Texto fornecido.
Na segunda aula do módulo, tivemos a oportunidade de assistir na integra ao filme "O lamento da Imperatriz" de direção da própria coreografa. o Filme, tema de nosso trabalho prático final, tornou meu interesse sobre o processo estético de "perguntas" de Pina bausch, ainda mais forte.
A seguir
desenvolverei uma pequena análise sobre alguns pontos do filme que julgo importantes,
para estabelecer relações entre as perguntas, respostas e movimentos que vemos
na obra de Pina Bausch.
Lembro-me
que quando terminei de ver o filme "O Lamento da Imperatriz" percebi que havia
esquecido completamente que o processo estético inicial das perguntas e respostas
estavam embutidos nos movimentos cênicos presentes no filme. Realmente
acreditei durante todo o tempo que os movimentos eram extremamente copiados,
encenados, ensaiados, ditados, tecnicamente testados, direcionados, dirigidos e
pensados racionalmente para cada atuação.
Após
o término do Filme, quando fizemos o debate sobre nossas impressões principais,
notei que todos falavam sobre o quanto as perguntas de Pina eram importantes
para desempenhar aqueles movimentos e como todos viam uma real correlação entre
a subjetividade da resposta da pergunta e a particularidade sentimental de cada
resposta/movimento.
Infelizmente
ou felizmente, fiquei um pouco assustada com a reação das pessoas, pois notei ali
que talvez eu não havia entendido absolutamente nada do que vi. Eu acreditava
de "corpo e alma" que enquanto eu via o Filme, tudo aquilo era
dramatizado intencionalmente e extremamente calculado somente por Pina. Ou não
era?
Por
outro lado, parei para questionar um pouco sobre os objetivos narrativos intrínsecos
ao filme, até que ponto Pina Bausch com um processo estético tão peculiar e subjetivo,
não mostrava a uma aluna inicialmente na teoria do teatro, um filme calculado,
racional intencional e necessário?

Tarefa a. Transcreva do texto fornecido, sem nenhuma alteração, o trecho que se abre com as palavras que contêm "Na segunda aula" e se fecha com "ainda mais forte.".
O texto e os registros não têm nenhuma relação entre si.

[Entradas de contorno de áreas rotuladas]
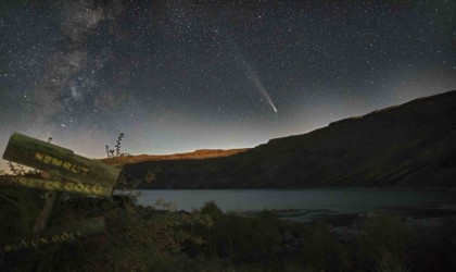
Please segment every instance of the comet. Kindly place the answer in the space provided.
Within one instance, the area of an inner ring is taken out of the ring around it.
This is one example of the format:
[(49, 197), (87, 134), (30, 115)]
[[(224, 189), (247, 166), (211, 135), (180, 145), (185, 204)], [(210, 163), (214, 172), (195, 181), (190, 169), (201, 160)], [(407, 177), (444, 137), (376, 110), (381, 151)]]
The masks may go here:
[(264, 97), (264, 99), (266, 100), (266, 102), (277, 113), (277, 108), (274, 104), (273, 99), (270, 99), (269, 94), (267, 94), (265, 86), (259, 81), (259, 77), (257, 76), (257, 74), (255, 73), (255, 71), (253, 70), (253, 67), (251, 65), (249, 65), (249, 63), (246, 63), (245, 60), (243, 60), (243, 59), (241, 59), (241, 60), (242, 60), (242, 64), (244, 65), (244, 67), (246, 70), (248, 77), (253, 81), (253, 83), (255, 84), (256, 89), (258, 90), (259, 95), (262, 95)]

...

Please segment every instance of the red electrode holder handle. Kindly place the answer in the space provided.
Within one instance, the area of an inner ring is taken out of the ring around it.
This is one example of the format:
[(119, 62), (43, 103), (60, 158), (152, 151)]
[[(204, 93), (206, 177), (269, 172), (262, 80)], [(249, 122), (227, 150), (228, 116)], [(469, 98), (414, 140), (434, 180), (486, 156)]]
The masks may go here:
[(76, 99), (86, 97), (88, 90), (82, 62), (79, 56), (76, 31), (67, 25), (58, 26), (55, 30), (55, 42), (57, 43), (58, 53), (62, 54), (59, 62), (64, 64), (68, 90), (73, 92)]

Tarefa b. Extraia dos registros, por favor, sem nenhuma alteração, o trecho que se abre com a linha que contém "Please segment every instance of the comet." e se fecha com a linha que contém "95), (262, 95)]", com as duas incluídas.

Resultado a.
Na segunda aula do módulo, tivemos a oportunidade de assistir na integra ao filme "O lamento da Imperatriz" de direção da própria coreografa. o Filme, tema de nosso trabalho prático final, tornou meu interesse sobre o processo estético de "perguntas" de Pina bausch, ainda mais forte.

Resultado b.
Please segment every instance of the comet. Kindly place the answer in the space provided.
Within one instance, the area of an inner ring is taken out of the ring around it.
This is one example of the format:
[(49, 197), (87, 134), (30, 115)]
[[(224, 189), (247, 166), (211, 135), (180, 145), (185, 204)], [(210, 163), (214, 172), (195, 181), (190, 169), (201, 160)], [(407, 177), (444, 137), (376, 110), (381, 151)]]
The masks may go here:
[(264, 97), (264, 99), (266, 100), (266, 102), (277, 113), (277, 108), (274, 104), (273, 99), (270, 99), (269, 94), (267, 94), (265, 86), (259, 81), (259, 77), (257, 76), (257, 74), (255, 73), (255, 71), (253, 70), (253, 67), (251, 65), (249, 65), (249, 63), (246, 63), (245, 60), (243, 60), (243, 59), (241, 59), (241, 60), (242, 60), (242, 64), (244, 65), (244, 67), (246, 70), (248, 77), (253, 81), (253, 83), (255, 84), (256, 89), (258, 90), (259, 95), (262, 95)]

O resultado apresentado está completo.